> **THE TASK**
In this exercise, every entry is to be copied exactly.

[Source records]
.....
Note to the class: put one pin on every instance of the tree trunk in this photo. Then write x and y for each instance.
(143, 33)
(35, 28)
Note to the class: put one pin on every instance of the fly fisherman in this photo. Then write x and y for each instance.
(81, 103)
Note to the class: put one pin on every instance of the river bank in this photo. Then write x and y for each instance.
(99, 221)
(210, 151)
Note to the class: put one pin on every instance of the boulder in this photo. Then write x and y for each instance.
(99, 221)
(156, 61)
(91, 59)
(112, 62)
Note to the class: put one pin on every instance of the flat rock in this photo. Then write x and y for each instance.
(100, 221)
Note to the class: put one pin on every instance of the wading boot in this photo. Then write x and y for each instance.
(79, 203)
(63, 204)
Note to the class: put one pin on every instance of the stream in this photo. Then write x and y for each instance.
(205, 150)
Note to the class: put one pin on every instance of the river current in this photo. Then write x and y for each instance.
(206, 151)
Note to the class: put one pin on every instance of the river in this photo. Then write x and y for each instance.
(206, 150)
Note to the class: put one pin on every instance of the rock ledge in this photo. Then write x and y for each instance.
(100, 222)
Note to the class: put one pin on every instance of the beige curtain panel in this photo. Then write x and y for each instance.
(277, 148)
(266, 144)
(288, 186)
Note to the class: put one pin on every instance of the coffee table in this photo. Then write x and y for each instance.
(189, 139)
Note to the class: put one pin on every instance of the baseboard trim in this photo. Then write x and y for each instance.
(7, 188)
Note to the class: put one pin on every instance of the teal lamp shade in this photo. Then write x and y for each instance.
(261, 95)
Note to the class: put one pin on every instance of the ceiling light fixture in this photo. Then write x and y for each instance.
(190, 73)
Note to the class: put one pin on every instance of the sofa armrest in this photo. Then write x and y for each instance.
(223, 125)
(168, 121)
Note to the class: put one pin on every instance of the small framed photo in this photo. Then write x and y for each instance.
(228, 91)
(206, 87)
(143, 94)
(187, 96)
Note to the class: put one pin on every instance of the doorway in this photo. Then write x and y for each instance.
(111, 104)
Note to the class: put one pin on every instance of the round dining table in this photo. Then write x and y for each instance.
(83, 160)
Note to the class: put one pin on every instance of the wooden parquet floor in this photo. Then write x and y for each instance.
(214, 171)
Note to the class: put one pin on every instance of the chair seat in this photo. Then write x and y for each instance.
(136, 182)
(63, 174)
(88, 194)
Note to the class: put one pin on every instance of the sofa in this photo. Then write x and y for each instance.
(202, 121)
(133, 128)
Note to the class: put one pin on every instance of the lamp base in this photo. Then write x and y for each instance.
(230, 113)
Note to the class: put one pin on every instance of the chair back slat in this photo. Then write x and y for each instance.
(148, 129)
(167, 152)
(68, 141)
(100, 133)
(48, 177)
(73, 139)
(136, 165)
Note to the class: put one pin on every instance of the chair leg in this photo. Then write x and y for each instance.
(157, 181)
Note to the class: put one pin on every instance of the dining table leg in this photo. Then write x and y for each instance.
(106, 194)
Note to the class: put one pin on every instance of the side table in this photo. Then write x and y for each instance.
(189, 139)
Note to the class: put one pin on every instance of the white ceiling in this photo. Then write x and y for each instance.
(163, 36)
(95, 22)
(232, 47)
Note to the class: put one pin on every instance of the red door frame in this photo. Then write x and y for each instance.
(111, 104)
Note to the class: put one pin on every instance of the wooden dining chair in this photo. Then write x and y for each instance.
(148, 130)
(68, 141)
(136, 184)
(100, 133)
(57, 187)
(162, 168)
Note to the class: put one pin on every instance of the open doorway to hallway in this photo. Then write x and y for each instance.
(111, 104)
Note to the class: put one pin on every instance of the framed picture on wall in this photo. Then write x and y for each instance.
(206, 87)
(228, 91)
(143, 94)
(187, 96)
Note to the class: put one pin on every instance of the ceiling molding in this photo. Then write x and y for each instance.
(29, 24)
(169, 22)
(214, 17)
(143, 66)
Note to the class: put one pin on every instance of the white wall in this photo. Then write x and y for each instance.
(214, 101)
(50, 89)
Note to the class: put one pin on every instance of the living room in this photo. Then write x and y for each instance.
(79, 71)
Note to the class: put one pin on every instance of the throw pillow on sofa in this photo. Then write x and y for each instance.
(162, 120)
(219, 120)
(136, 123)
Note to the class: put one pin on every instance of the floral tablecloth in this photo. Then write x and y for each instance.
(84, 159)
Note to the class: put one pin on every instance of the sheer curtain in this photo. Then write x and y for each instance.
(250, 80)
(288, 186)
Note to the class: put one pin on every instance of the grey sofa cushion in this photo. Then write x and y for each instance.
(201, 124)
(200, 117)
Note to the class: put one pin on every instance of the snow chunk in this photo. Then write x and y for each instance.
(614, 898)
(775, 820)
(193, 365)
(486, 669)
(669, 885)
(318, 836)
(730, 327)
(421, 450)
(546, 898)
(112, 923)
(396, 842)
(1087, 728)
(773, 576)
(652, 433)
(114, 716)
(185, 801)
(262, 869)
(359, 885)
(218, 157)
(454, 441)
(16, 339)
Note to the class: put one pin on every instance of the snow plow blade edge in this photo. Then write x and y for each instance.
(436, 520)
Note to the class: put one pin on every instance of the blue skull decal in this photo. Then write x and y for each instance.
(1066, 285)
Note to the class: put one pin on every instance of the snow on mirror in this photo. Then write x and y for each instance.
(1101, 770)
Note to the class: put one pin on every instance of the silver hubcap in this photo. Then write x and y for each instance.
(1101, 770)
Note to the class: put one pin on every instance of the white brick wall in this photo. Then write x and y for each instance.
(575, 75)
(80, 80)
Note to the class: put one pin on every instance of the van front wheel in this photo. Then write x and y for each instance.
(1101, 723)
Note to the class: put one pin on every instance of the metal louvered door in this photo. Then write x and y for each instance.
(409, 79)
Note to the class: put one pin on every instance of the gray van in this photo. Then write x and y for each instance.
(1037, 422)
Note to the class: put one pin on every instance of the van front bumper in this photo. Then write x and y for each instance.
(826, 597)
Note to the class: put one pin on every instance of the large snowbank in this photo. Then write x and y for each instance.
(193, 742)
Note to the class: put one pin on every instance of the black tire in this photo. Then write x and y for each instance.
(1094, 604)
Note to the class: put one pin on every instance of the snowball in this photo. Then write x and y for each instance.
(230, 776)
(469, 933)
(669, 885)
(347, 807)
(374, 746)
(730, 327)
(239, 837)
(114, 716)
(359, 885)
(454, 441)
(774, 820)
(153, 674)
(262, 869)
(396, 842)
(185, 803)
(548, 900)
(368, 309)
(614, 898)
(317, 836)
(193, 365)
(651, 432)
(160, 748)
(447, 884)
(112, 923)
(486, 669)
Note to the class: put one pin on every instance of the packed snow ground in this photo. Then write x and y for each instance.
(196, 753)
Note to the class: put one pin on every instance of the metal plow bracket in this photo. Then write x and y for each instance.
.....
> **OUTPUT FOR THIS TASK**
Note to the class: put one pin on every instance of the tree trunk in this photo. Then write x and y for each instance.
(143, 33)
(35, 28)
Note to the class: put one pin on every instance of the fly fisherman in this photo. Then write x and y for each instance.
(81, 103)
Note to the class: put one pin on every instance of the river bank in this photo. Then write x and y for each instance.
(99, 221)
(210, 151)
Note to the class: put one pin on every instance of the boulder in this photo. Then write x and y for each instance.
(99, 221)
(156, 61)
(91, 59)
(112, 62)
Note to the class: put one pin on every instance of the flat rock in this photo. Then write x and y for each instance.
(100, 221)
Note to the class: put one pin on every instance of the wading boot in this photo. Then write x and y for each instance.
(79, 203)
(63, 204)
Note to the class: put one pin on every instance of the stream in this photo. Then write x and y for each instance.
(205, 150)
Note to the class: put one pin on every instance of the river current in this photo. Then write x and y for each instance.
(206, 151)
Note to the class: put one pin on every instance of the river in this photo. Then write x and y for each instance.
(206, 150)
Note to the class: put one pin on every instance of the rock ledge in this photo. Then write x and y for each instance.
(100, 222)
Note to the class: put one pin on every instance of the beige curtain panel in this photo. Then write x and y for each instance.
(277, 148)
(266, 144)
(288, 186)
Note to the class: put one pin on every instance of the coffee table in this photo. Then write x and y for each instance.
(189, 139)
Note to the class: put one pin on every instance of the baseboard trim in this photo. Then write x and y for each instance.
(7, 188)
Note to the class: put one pin on every instance of the teal lamp shade in this photo. Then write x and y for each instance.
(261, 95)
Note to the class: put one pin on every instance of the ceiling light fixture in this photo. Then write x and y for each instance.
(190, 73)
Note to the class: put one pin on every instance of the sofa armrest in this photo. Then write x and y for each instance.
(223, 125)
(168, 121)
Note to the class: put one pin on every instance of the small framed photo in this photo. Then write x and y for each instance.
(228, 91)
(206, 87)
(143, 94)
(187, 96)
Note to the class: put one pin on every instance of the doorway in this photo. Then write x and y for each instance.
(111, 104)
Note to the class: put one pin on every instance of the round dining table in this photo. Then write x and y for each instance.
(83, 160)
Note to the class: put one pin on every instance of the wooden parquet floor in this photo. Then write x and y for each instance.
(214, 171)
Note to the class: put one pin on every instance of the chair seat in this photo. Then write x and y for each instance.
(136, 182)
(63, 174)
(88, 194)
Note to the class: put one pin on every instance of the sofa in this photo. Then write x and y for each instance.
(202, 121)
(133, 128)
Note to the class: put one pin on every instance of the lamp base in this photo. Then write x and y for each instance.
(230, 113)
Note to the class: put one pin on every instance of the chair back slat in this photo. Then write x and y for each instance.
(148, 129)
(167, 152)
(68, 141)
(100, 133)
(48, 177)
(73, 139)
(136, 165)
Note to the class: put one pin on every instance of the chair leg in this photo. Then write x and y for each instance.
(157, 181)
Note to the class: put one pin on every instance of the dining table leg in this photo. Then write x and y for each instance.
(106, 194)
Note to the class: put one pin on every instance of the side table in this photo. Then write x and y for each instance.
(189, 139)
Note to the class: put one pin on every instance of the white ceiling in this photo. Then write x and y for each instance.
(163, 36)
(95, 22)
(232, 47)
Note to the class: put one pin on every instance of the red door frame in this photo. Then write x and y for each instance.
(111, 104)
Note to the class: put one pin on every instance of the wooden dining chair in this photo. Then write x and y for each instance.
(148, 130)
(68, 141)
(136, 184)
(100, 133)
(57, 187)
(162, 168)
Note to the class: put one pin on every instance of the open doorway to hallway in this photo. Then write x and y for each instance.
(111, 104)
Note to the class: put one pin on every instance of the framed picture on wall in this photo. Then write x and y for each instance.
(206, 87)
(228, 91)
(143, 94)
(187, 96)
Note to the class: put one pin on every instance of the ceiling molding in this photo. Then write x and y for each instance.
(29, 24)
(169, 22)
(214, 17)
(143, 66)
Note to the class: put one pin on every instance of the white wall in this photo. Then write x and y for each instance.
(214, 101)
(50, 89)
Note to the class: put one pin on every instance of the living room in this photo. Then write x and y for each instance.
(79, 71)
Note to the class: put one pin on every instance of the throw pillow on sofa in this photo. Then write x and y for each instance.
(162, 120)
(219, 120)
(136, 123)
Note to the class: put one pin on every instance of the floral tablecloth in this photo. Then write x and y for each instance.
(84, 159)
Note to the class: put one pin on every instance of the sheer curtain in this photo. Then write x and y for each instance.
(250, 80)
(288, 186)
Note to the class: put one pin on every instance of the grey sofa cushion in this photo. Then write x and y for each instance.
(201, 124)
(200, 117)
Note to the class: put one pin on every instance of the snow chunk in this photo. Then write x and y for each instance.
(614, 898)
(775, 820)
(193, 365)
(486, 669)
(669, 885)
(318, 836)
(730, 327)
(421, 450)
(546, 898)
(112, 923)
(396, 842)
(1087, 728)
(773, 576)
(652, 433)
(114, 716)
(185, 801)
(262, 869)
(359, 885)
(218, 157)
(454, 441)
(16, 339)
Note to the class: put one pin on every instance of the snow plow blade edge in this photo. Then write x and y for each instance.
(436, 520)
Note to the class: put one pin on every instance of the blue skull decal in this photo. Then write x and y for each instance.
(1066, 285)
Note to the class: put one pin on every instance of the snow on mirror in this photo. Then write x and y for each instance.
(1101, 770)
Note to the class: put one pin on every instance of the silver hubcap in this photo. Then write x and y for each instance.
(1101, 770)
Note to the class: put one pin on every instance of the white brick wall in this photo. Then write x and y for each instance.
(575, 75)
(80, 80)
Note to the class: put one pin on every instance of the van front wheel in this photo. Then write x and y for each instance.
(1101, 723)
Note to the class: put one pin on every instance of the metal louvered door in this photo. Then write x and y for each instance.
(409, 79)
Note to the class: put one pin on every instance of the gray van in this photo. Then write x and y for each instance.
(1037, 422)
Note to the class: put one pin on every instance of the van front bumper in this photo. Then write x and y for each instance.
(826, 597)
Note to the class: put one pin on every instance of the large snowbank in this photo. Then write x and y for each instance.
(193, 742)
Note to the class: put one pin on every instance of the black tire in this photo. Then write x and y for each instance.
(1094, 604)
Note to the class: put one pin on every instance of the snowball in this photo. Then write x and y for each instance.
(230, 776)
(469, 933)
(669, 885)
(347, 807)
(374, 746)
(730, 327)
(239, 837)
(114, 716)
(359, 885)
(454, 441)
(774, 820)
(153, 674)
(262, 869)
(396, 842)
(185, 803)
(548, 900)
(368, 309)
(614, 898)
(317, 836)
(193, 365)
(651, 432)
(160, 748)
(447, 884)
(112, 923)
(486, 669)
Note to the class: put one pin on every instance of the packed snow ground in this photo. Then write x and y for each instance.
(196, 753)
Note to the class: put one pin on every instance of the metal plow bracket in this photo. Then write x and y for each instance.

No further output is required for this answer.